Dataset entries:
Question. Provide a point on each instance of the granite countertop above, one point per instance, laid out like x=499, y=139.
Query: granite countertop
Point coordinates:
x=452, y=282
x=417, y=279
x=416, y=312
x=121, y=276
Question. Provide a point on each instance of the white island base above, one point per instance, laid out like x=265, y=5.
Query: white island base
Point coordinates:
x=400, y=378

...

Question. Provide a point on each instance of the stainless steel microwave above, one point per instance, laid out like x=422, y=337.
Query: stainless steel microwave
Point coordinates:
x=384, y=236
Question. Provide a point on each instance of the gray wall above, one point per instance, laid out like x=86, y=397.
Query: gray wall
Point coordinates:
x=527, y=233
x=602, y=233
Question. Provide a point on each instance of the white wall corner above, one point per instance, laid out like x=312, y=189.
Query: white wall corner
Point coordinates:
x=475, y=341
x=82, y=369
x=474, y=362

- _The task_
Set down, from the entries above, exactly the lines from the one with "Question. Provide a point on each instance of the granite" up to and including the one with "Question. Provide a point on each instance of the white island", and no other lines.

- _Answer space_
Question. Provide a point on each instance of the granite countertop above, one point per instance, laid out like x=499, y=139.
Query: granite countertop
Point coordinates:
x=452, y=282
x=417, y=279
x=416, y=312
x=121, y=276
Question. Provide a point on each instance of the white island base above, one point per instance, laid out like x=265, y=5.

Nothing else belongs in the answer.